▸ Permintaan Tugas: Menurut artikel tentang amarah dan risiko serangan jantung, berapa orang dewasa muda yang dilibatkan dalam penelitian tersebut?

▸ Teks yang Disediakan:
★ ★ ★ ★ ★ ★ ★

Marah-Marah Tingkatkan Risiko Serangan Jantung
Sering marah dapat merugikan kesehatan jantung dalam jangka panjang.
REPUBLIKA.CO.ID, JAKARTA -- Marah-marah sering kali dianggap sebagai hal yang wajar selama tidak berlebihan. Kini, sebuah penelitian menunjukan meluapkan amarah bisa berpotensi meningkatkan risiko serangan jantung.
Merasa marah selama delapan menit sehari dapat meningkatkan peluang seseorang mengalami penyakit jantung, menurut penelitian yang diterbitkan dalam Journal of American Heart Association (AHA). Penelitian ini melibatkan 280 orang dewasa muda yang sehat dan tidak memiliki riwayat penyakit jantung, strok, kondisi kesehatan mental serius, atau penyakit kronis lainnya, menurut siaran pers AHA.
Para peserta menghabiskan 30 menit dalam keadaan santai. Lalu, dokter mengukur tekanan darah, kesehatan pembuluh darah, dan pengukuran kesehatan jantung lainnya.

★ ★ ★ ★ ★ ★ ★

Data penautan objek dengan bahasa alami
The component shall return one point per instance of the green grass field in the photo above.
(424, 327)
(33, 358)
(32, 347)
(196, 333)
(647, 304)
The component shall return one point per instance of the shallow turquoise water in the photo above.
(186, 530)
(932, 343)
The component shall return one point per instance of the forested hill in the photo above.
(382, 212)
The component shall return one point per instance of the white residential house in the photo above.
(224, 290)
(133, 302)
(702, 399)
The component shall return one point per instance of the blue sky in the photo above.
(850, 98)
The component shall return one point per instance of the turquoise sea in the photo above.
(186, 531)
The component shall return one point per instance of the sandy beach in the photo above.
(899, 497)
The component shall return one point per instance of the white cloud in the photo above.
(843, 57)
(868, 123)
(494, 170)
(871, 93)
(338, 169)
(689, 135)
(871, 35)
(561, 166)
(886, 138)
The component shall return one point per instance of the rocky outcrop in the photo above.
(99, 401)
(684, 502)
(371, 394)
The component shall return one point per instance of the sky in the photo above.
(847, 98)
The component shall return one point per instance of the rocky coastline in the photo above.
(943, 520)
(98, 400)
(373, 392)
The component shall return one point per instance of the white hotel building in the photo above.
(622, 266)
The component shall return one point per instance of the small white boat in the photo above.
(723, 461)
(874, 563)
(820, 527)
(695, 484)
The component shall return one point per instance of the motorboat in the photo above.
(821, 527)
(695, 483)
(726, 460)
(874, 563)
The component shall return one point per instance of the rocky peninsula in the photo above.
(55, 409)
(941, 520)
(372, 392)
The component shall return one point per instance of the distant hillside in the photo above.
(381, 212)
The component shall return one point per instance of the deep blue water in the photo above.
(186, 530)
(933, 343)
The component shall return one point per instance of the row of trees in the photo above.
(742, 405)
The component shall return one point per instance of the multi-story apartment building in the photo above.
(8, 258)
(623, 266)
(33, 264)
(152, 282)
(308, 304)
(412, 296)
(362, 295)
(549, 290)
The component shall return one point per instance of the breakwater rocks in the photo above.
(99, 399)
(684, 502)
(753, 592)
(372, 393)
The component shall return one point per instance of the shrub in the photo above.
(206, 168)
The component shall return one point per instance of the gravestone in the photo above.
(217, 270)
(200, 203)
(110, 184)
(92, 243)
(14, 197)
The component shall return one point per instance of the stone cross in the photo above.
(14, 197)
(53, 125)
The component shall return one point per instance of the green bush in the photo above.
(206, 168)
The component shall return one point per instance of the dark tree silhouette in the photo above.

★ ★ ★ ★ ★ ★ ★

▸ Hasil Tugas: Penelitian tersebut melibatkan 280 orang dewasa muda yang sehat.